[Task instructions]: Your answer should reproduce the full set of records exactly as given.

Records from a data collection:
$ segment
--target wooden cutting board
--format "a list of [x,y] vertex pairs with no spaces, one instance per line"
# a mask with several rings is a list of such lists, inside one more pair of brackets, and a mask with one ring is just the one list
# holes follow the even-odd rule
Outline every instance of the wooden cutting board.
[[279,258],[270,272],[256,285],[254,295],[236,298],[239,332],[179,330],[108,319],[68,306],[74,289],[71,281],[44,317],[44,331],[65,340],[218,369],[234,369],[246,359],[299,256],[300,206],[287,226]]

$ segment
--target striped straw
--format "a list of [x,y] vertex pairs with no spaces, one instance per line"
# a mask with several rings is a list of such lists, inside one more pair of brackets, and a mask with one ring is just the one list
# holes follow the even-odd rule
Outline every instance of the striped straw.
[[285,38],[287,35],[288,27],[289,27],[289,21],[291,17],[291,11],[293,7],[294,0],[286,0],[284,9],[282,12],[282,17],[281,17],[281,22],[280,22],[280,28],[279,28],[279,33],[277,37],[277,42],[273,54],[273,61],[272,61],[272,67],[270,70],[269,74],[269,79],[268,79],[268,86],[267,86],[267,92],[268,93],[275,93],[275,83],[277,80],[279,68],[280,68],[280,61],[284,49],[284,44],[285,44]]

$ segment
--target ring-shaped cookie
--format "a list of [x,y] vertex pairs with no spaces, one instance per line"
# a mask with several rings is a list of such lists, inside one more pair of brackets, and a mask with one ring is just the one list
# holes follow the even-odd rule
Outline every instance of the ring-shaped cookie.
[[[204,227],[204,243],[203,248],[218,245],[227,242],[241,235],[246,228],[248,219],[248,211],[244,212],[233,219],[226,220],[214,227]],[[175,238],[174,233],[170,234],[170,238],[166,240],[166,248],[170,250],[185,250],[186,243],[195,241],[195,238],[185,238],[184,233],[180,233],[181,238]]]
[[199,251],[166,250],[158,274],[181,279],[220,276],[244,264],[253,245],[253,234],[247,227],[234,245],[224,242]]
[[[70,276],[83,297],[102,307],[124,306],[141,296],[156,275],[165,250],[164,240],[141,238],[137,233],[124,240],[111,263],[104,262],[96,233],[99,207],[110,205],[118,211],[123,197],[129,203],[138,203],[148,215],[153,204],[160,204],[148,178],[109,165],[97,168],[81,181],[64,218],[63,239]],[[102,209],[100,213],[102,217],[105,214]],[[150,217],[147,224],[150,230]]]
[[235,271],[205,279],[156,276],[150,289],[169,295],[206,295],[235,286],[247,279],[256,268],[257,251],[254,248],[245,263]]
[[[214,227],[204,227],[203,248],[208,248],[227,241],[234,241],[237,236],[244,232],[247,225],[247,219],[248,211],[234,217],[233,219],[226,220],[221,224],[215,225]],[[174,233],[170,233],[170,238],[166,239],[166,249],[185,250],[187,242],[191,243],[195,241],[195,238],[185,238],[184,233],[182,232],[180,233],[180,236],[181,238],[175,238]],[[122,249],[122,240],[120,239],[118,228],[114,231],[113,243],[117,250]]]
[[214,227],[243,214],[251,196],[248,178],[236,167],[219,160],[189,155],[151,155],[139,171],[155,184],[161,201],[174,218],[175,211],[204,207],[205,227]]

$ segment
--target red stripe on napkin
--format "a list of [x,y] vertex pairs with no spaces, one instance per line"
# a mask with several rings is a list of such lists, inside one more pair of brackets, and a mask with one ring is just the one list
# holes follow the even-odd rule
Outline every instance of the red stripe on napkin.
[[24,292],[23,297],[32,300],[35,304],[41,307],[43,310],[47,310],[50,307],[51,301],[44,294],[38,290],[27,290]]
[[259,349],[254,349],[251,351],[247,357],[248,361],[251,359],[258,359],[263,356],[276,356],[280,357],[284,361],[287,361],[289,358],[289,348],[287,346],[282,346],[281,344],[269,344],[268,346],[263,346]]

[Answer section]:
$ segment
--target wooden cutting board
--format "a list of [x,y] vertex pairs with no spaces, one instance per line"
# a mask with several rings is a list of such lists, inside one more pair of brackets, and a mask with one ring is just the one list
# holes follow the even-odd rule
Outline every instance of the wooden cutting board.
[[279,258],[270,272],[256,285],[254,295],[236,298],[239,332],[179,330],[108,319],[68,306],[74,289],[71,281],[44,317],[44,331],[65,340],[218,369],[234,369],[246,359],[299,256],[300,206],[287,226]]

$ segment
--target striped straw
--format "a list of [x,y] vertex pairs with no spaces, one instance per line"
# a mask with several rings is a list of such lists, inside one more pair of brackets, and a mask with one ring is just the one list
# holes follow the even-odd rule
Outline every instance of the striped straw.
[[285,38],[287,35],[288,27],[289,27],[289,21],[291,17],[291,11],[293,7],[294,0],[286,0],[284,9],[282,12],[282,17],[281,17],[281,22],[280,22],[280,28],[279,28],[279,33],[277,37],[277,42],[273,54],[273,61],[272,61],[272,67],[270,70],[269,74],[269,79],[268,79],[268,86],[267,86],[267,92],[268,93],[275,93],[275,83],[277,80],[279,68],[280,68],[280,61],[284,49],[284,44],[285,44]]

$ segment
--target ring-shaped cookie
--format "a list of [x,y] vertex pairs with no spaces, one instance per line"
# a mask with several rings is a list of such lists, inside one more pair of brackets, and a mask with one ring is just the one list
# holes follow the even-odd rule
Outline every instance of the ring-shaped cookie.
[[[204,227],[204,243],[203,248],[218,245],[227,242],[241,235],[246,228],[248,219],[248,211],[244,212],[233,219],[226,220],[214,227]],[[175,238],[174,233],[170,234],[170,238],[166,240],[166,248],[170,250],[185,250],[186,243],[195,241],[195,238],[185,238],[184,233],[180,233],[181,238]]]
[[199,251],[166,250],[158,274],[181,279],[220,276],[244,264],[253,245],[253,234],[247,227],[234,245],[224,242]]
[[[70,276],[83,297],[102,307],[124,306],[141,296],[156,275],[165,250],[164,240],[141,238],[137,233],[124,240],[111,263],[104,262],[96,233],[99,207],[110,205],[118,211],[123,197],[129,203],[138,203],[148,215],[153,204],[160,204],[148,178],[109,165],[97,168],[81,181],[64,218],[63,239]],[[102,209],[100,213],[102,217],[105,214]],[[150,217],[147,224],[150,230]]]
[[235,271],[205,279],[156,276],[150,289],[169,295],[206,295],[235,286],[247,279],[256,268],[257,251],[254,248],[245,263]]
[[[214,227],[204,227],[203,248],[208,248],[227,241],[234,241],[237,236],[244,232],[247,225],[247,219],[248,211],[234,217],[233,219],[226,220],[221,224],[215,225]],[[174,233],[170,233],[170,238],[166,239],[166,249],[185,250],[187,242],[191,243],[195,241],[195,238],[185,238],[184,233],[182,232],[180,233],[180,236],[181,238],[175,238]],[[122,249],[122,240],[120,239],[118,228],[114,231],[113,243],[117,250]]]
[[214,227],[243,214],[251,196],[248,178],[236,167],[219,160],[189,155],[151,155],[139,171],[155,184],[161,201],[174,218],[175,211],[204,207],[205,227]]

$ segment
--target red stripe on napkin
--format "a list of [x,y] vertex pairs with no spaces, one instance per line"
# a mask with several rings is a list of such lists, inside one more pair of brackets, and a mask with one ring is just the one list
# holes follow the even-odd rule
Outline every instance of the red stripe on napkin.
[[24,292],[23,297],[32,300],[35,304],[41,307],[43,310],[47,310],[50,307],[51,301],[44,294],[38,290],[27,290]]
[[259,349],[254,349],[251,351],[247,357],[248,361],[251,359],[258,359],[263,356],[276,356],[280,357],[284,361],[287,361],[289,358],[289,348],[287,346],[282,346],[281,344],[269,344],[268,346],[263,346]]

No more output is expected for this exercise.